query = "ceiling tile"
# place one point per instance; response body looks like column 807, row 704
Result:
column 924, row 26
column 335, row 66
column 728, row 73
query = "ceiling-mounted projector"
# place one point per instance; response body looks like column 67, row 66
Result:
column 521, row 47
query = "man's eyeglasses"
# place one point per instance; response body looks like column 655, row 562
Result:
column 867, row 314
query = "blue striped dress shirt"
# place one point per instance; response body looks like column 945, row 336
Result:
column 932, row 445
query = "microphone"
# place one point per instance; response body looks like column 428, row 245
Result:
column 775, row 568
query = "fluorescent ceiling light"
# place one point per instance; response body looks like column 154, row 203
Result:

· · ·

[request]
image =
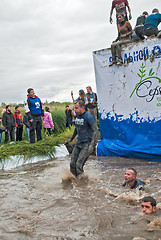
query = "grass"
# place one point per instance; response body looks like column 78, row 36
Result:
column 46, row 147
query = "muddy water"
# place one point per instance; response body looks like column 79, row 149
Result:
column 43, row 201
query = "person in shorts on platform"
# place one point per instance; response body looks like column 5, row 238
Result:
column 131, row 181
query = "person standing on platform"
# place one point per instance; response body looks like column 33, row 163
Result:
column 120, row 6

· · ·

AIM OF THE EXERCISE:
Filter the listing above for lines with the word "ceiling", and copy each one you find.

RESPONSE TO THIS TASK:
query = "ceiling tile"
query = "ceiling-mounted projector"
query = "fluorescent ceiling light"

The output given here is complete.